* _Material shown_
= Beginning of Section =

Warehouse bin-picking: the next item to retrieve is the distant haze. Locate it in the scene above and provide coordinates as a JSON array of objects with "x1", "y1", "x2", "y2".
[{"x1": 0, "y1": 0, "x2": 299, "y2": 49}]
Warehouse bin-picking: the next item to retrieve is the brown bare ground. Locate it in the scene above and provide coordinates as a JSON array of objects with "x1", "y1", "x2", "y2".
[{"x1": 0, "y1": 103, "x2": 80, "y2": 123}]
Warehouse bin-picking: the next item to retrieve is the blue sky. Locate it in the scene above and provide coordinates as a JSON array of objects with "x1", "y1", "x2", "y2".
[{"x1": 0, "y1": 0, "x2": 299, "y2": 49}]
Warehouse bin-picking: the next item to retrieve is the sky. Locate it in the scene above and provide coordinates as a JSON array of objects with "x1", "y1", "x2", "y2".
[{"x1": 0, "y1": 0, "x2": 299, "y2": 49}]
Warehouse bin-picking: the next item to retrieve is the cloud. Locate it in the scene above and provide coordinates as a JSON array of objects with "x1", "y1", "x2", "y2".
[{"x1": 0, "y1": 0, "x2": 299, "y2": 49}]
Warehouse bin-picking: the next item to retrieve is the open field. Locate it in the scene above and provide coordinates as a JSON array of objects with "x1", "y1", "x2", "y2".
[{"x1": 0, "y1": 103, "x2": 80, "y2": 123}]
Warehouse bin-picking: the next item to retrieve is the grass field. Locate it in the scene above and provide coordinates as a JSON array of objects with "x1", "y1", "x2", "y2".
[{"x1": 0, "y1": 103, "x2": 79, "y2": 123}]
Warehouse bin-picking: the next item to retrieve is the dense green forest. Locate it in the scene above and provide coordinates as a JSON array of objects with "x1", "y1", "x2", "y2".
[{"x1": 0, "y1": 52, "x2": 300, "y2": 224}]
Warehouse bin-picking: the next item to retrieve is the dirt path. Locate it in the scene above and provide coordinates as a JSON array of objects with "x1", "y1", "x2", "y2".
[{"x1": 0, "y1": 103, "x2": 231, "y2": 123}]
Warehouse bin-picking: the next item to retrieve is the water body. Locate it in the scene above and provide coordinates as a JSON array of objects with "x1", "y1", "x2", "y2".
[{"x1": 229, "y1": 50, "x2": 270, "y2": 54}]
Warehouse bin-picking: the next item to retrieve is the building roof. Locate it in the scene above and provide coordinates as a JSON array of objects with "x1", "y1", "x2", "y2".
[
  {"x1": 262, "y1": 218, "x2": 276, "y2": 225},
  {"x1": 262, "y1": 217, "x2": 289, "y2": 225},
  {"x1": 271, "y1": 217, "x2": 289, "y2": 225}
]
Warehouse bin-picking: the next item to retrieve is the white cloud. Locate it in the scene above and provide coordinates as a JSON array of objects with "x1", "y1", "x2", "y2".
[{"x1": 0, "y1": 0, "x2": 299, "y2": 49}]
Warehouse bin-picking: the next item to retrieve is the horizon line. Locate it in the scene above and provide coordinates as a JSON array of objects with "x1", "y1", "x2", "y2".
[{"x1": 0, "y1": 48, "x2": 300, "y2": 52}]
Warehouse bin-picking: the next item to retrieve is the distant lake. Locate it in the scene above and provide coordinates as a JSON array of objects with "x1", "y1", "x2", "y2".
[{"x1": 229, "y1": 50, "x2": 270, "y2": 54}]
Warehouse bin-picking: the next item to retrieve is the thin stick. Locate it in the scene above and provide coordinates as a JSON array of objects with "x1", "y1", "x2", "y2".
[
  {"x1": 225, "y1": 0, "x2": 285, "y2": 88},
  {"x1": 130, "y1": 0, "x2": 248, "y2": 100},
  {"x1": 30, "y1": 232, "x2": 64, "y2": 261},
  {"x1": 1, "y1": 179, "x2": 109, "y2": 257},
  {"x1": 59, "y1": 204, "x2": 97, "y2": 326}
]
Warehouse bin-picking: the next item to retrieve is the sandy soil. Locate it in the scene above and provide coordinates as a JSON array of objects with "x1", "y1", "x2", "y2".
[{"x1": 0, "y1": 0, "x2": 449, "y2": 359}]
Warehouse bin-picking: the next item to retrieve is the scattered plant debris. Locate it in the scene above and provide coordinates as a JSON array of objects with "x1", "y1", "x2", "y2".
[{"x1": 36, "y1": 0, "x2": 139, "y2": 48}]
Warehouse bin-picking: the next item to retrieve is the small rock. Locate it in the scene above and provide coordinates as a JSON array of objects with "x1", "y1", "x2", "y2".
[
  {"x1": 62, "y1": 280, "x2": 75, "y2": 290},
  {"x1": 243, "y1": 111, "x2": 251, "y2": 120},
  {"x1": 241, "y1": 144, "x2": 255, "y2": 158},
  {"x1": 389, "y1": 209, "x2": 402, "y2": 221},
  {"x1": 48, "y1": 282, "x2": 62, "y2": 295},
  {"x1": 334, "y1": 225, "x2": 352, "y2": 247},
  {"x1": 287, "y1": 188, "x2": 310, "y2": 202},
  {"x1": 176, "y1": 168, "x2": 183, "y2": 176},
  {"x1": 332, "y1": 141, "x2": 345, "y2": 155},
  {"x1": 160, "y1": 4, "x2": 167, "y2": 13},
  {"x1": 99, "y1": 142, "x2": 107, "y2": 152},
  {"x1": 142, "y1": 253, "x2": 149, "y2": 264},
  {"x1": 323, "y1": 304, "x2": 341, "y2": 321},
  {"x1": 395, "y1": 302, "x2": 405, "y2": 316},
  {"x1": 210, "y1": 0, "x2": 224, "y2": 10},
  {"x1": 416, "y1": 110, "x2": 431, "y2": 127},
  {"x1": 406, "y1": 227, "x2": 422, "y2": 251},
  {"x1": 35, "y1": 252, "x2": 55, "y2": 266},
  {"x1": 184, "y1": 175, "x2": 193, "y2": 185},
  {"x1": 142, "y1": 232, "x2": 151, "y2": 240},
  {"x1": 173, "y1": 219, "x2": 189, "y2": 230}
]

= End of Section =

* _Required work_
All of the material above should be repeated exactly.

* _Final answer_
Warehouse bin-picking: the next item to retrieve is the distant haze. Locate it in the scene above and provide coordinates as a JSON array of objects with "x1", "y1", "x2", "y2".
[{"x1": 0, "y1": 0, "x2": 299, "y2": 49}]
Warehouse bin-picking: the next item to retrieve is the brown bare ground. Locate it in the scene above and provide coordinates as a JSON array of objects with "x1", "y1", "x2", "y2".
[{"x1": 0, "y1": 103, "x2": 80, "y2": 123}]
Warehouse bin-picking: the next item to retrieve is the blue sky. Locate it in the scene above and provide coordinates as a JSON array of objects with "x1", "y1", "x2", "y2".
[{"x1": 0, "y1": 0, "x2": 299, "y2": 49}]
Warehouse bin-picking: the next item to retrieve is the sky. Locate it in the scene above and provide coordinates as a JSON array of objects with "x1", "y1", "x2", "y2".
[{"x1": 0, "y1": 0, "x2": 299, "y2": 49}]
Warehouse bin-picking: the next item to retrieve is the cloud. Locate it in the scene above and provide coordinates as a JSON array of objects with "x1", "y1", "x2", "y2".
[{"x1": 0, "y1": 0, "x2": 299, "y2": 49}]
Warehouse bin-picking: the next item to retrieve is the open field. Locate it in the scene above and provide coordinates as a JSON array of objects with "x1", "y1", "x2", "y2".
[{"x1": 0, "y1": 103, "x2": 80, "y2": 123}]
Warehouse bin-picking: the next item to retrieve is the grass field. Locate it in the scene above and provide coordinates as a JSON array of objects with "x1", "y1", "x2", "y2".
[{"x1": 0, "y1": 103, "x2": 79, "y2": 123}]
Warehouse bin-picking: the next item to retrieve is the dense green forest. Locate it in the scene above and provide coordinates as a JSON array of objects with "x1", "y1", "x2", "y2".
[{"x1": 0, "y1": 52, "x2": 300, "y2": 224}]
Warehouse bin-picking: the next item to retrieve is the dirt path. Locate it in the scene above and provide coordinates as a JSON array of objects with "x1", "y1", "x2", "y2".
[{"x1": 0, "y1": 103, "x2": 231, "y2": 123}]
Warehouse bin-picking: the next item to retrieve is the water body. Locate it in the scene above and provide coordinates as a JSON array of objects with "x1", "y1", "x2", "y2".
[{"x1": 229, "y1": 50, "x2": 270, "y2": 54}]
Warehouse bin-picking: the next item to retrieve is the building roof. Locate it in the scene above and provide coordinates as a JSON array of objects with "x1", "y1", "x2", "y2".
[
  {"x1": 262, "y1": 218, "x2": 276, "y2": 225},
  {"x1": 262, "y1": 217, "x2": 289, "y2": 225},
  {"x1": 271, "y1": 217, "x2": 289, "y2": 225}
]
Warehouse bin-picking: the next item to retrieve is the white cloud. Locate it in the scene above and provide coordinates as a JSON array of objects with "x1", "y1", "x2", "y2".
[{"x1": 0, "y1": 0, "x2": 299, "y2": 49}]
Warehouse bin-picking: the next item to retrieve is the horizon line. Locate it in the scene above and provide coordinates as a JSON array of objects with "x1", "y1", "x2", "y2".
[{"x1": 0, "y1": 48, "x2": 300, "y2": 52}]
Warehouse bin-picking: the next item to retrieve is the distant lake. Locate it in the scene above and provide coordinates as a JSON array of objects with "x1", "y1", "x2", "y2".
[{"x1": 229, "y1": 50, "x2": 270, "y2": 54}]
Warehouse bin-picking: the next item to retrieve is the thin stick. Locate it in the scene above and provide coordinates as a JSON array of objects with "x1", "y1", "x2", "y2".
[
  {"x1": 225, "y1": 0, "x2": 285, "y2": 88},
  {"x1": 130, "y1": 0, "x2": 248, "y2": 100},
  {"x1": 30, "y1": 232, "x2": 64, "y2": 261},
  {"x1": 1, "y1": 179, "x2": 109, "y2": 257},
  {"x1": 59, "y1": 204, "x2": 97, "y2": 326}
]
Warehouse bin-picking: the next item to retrieve is the sandy soil. Locate it in the scene above and provide coordinates as a JSON array of objects with "x1", "y1", "x2", "y2".
[{"x1": 0, "y1": 0, "x2": 449, "y2": 359}]
Warehouse bin-picking: the next item to retrieve is the scattered plant debris. Locate it in the scene above and provide coordinates as a JSON array of objects with "x1", "y1", "x2", "y2".
[{"x1": 36, "y1": 0, "x2": 139, "y2": 48}]
Warehouse bin-picking: the next item to retrieve is the small rock. Locate it in the scene above and provide coordinates as a JSON array of objects with "x1", "y1", "x2", "y2".
[
  {"x1": 62, "y1": 280, "x2": 75, "y2": 290},
  {"x1": 243, "y1": 111, "x2": 251, "y2": 120},
  {"x1": 241, "y1": 144, "x2": 255, "y2": 158},
  {"x1": 389, "y1": 209, "x2": 402, "y2": 221},
  {"x1": 48, "y1": 282, "x2": 62, "y2": 295},
  {"x1": 334, "y1": 225, "x2": 352, "y2": 247},
  {"x1": 287, "y1": 188, "x2": 310, "y2": 202},
  {"x1": 176, "y1": 168, "x2": 183, "y2": 176},
  {"x1": 332, "y1": 141, "x2": 345, "y2": 155},
  {"x1": 160, "y1": 4, "x2": 167, "y2": 13},
  {"x1": 99, "y1": 142, "x2": 107, "y2": 152},
  {"x1": 142, "y1": 253, "x2": 149, "y2": 264},
  {"x1": 323, "y1": 304, "x2": 341, "y2": 321},
  {"x1": 395, "y1": 302, "x2": 405, "y2": 316},
  {"x1": 210, "y1": 0, "x2": 224, "y2": 10},
  {"x1": 416, "y1": 110, "x2": 431, "y2": 127},
  {"x1": 406, "y1": 227, "x2": 422, "y2": 251},
  {"x1": 35, "y1": 252, "x2": 55, "y2": 266},
  {"x1": 184, "y1": 175, "x2": 193, "y2": 185},
  {"x1": 142, "y1": 232, "x2": 151, "y2": 240},
  {"x1": 173, "y1": 219, "x2": 189, "y2": 230}
]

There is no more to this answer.